Prompt.
Give back exactly the lines spanning from the one containing "of the windshield" to the final line of the records below, and no others.

____________________

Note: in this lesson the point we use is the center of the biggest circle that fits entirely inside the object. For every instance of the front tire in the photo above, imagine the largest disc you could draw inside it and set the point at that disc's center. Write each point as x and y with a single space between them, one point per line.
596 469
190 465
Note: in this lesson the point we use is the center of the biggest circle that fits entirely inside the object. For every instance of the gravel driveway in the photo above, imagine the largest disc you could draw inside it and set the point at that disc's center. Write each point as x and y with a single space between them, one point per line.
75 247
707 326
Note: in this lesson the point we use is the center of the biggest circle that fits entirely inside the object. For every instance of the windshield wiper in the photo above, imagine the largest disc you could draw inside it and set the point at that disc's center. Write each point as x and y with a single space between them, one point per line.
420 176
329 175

____________________

Reply to the task.
Note: in this lesson the point we use is the center of the biggest circle that fits entirely inside the object. For every instance of the windshield wiper in the photo above, imagine the largest disc you could draw inside it and set the point at that disc's center. Write each point as x and y with a single space between them, one point per line.
420 176
329 175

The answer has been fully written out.